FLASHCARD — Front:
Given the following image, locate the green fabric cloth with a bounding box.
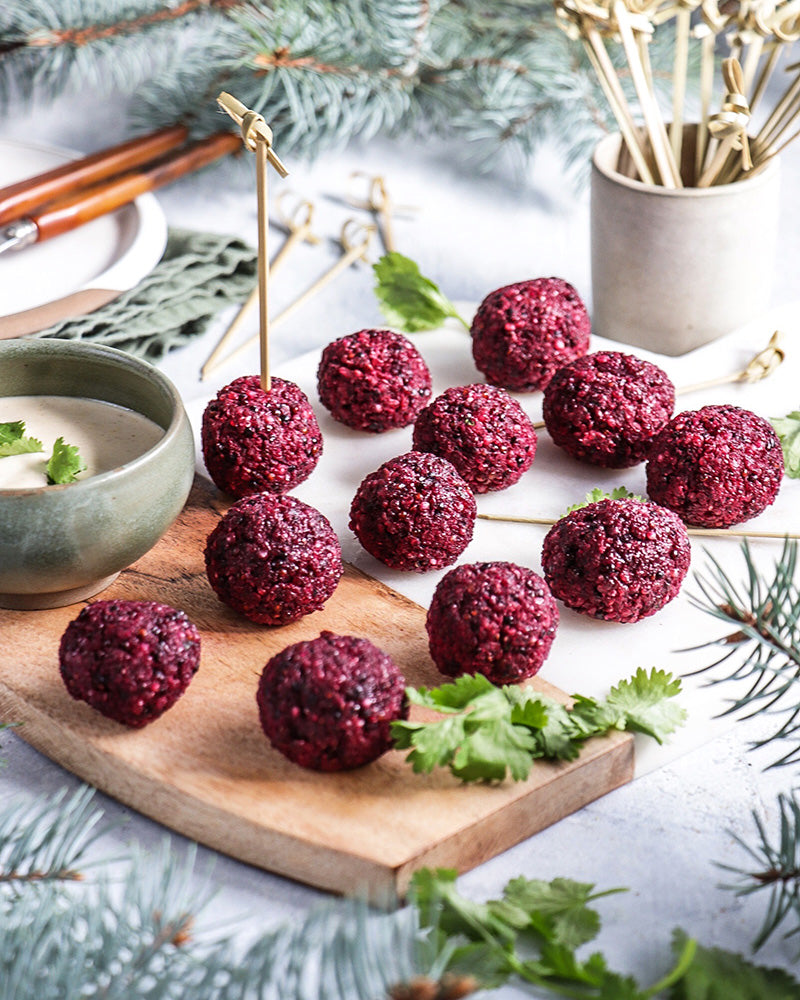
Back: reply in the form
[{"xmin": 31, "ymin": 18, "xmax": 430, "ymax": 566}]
[{"xmin": 35, "ymin": 228, "xmax": 257, "ymax": 361}]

+---+

__Work to complete__
Copy out every line of the material above precisely, omitting the pictures.

__Answer for this exercise__
FLASHCARD — Front:
Given the following image, locate the green fabric cloth with a bounding box.
Back: reply in the form
[{"xmin": 31, "ymin": 18, "xmax": 430, "ymax": 566}]
[{"xmin": 35, "ymin": 228, "xmax": 257, "ymax": 361}]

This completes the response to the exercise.